→ **Task requirements**
[A] In the sales tax article, rewrite the passage from "The two city" up to and including "million in revenue.", swapping "residents" for "citizens".
[B] Decide whether each statement agrees with the sales tax article, answering yes or no and quoting the words of the article that settle it. (i) Wichita residents make up about 76 percent of the Sedgwick County population. (ii) County staff favor changing the current distribution. (iii) The city of Wichita gets back $77 million in revenue.

→ **Extract**
## start
Sedgwick County disputes Wichita proposal for shifting sales tax revenue
City officials may have to lobby the state Legislature if they want more sales tax revenue from Sedgwick County.
Wichita Mayor Jeff Longwell and City Council member Pete Meitzner suggested last week a shift in how the countywide 1-cent-on-the-dollar sales tax revenue is distributed among the cities and unincorporated areas of Sedgwick County.
They want the county to give more money to Wichita or a change in state law that would exempt the county from the state’s formula for distributing tax dollars.
But county staff do not feel warmly about changing the current distribution.
“Unless the state law is changed, we recommend to you … to continue to follow that distribution,” acting county manager Ron Holt told commissioners at a Tuesday staff meeting.
The two city officials say the city receives less money than its residents, who make up about 76 percent of the Sedgwick County population, pay in sales tax. They say the city of Wichita generates $77 million in taxes, but it gets back $59 million in revenue.
## end
Rows from a dataset
## start
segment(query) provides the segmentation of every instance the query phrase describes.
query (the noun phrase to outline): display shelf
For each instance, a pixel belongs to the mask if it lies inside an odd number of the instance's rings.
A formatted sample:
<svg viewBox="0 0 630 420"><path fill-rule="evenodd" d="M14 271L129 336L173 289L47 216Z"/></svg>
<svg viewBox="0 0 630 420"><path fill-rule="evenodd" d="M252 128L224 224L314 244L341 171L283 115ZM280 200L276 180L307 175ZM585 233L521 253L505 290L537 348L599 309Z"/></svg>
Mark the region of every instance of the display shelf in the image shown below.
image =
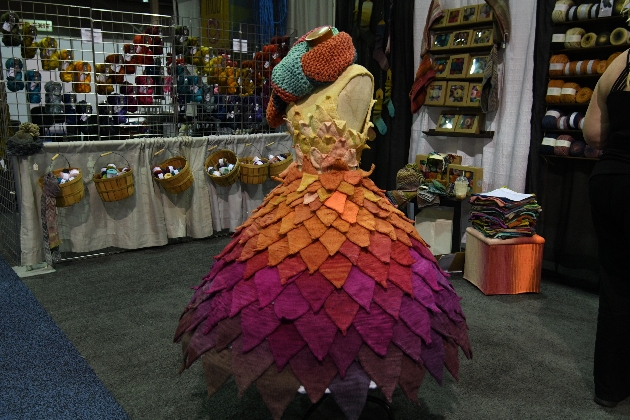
## end
→ **Expected results**
[A]
The two city officials say the city receives less money than its citizens, who make up about 76 percent of the Sedgwick County population, pay in sales tax. They say the city of Wichita generates $77 million in taxes, but it gets back $59 million in revenue.

[B]
(i) Yes: "who make up about 76 percent of the Sedgwick County population"
(ii) No: "But county staff do not feel warmly about changing the current distribution."
(iii) No: "but it gets back $59 million in revenue"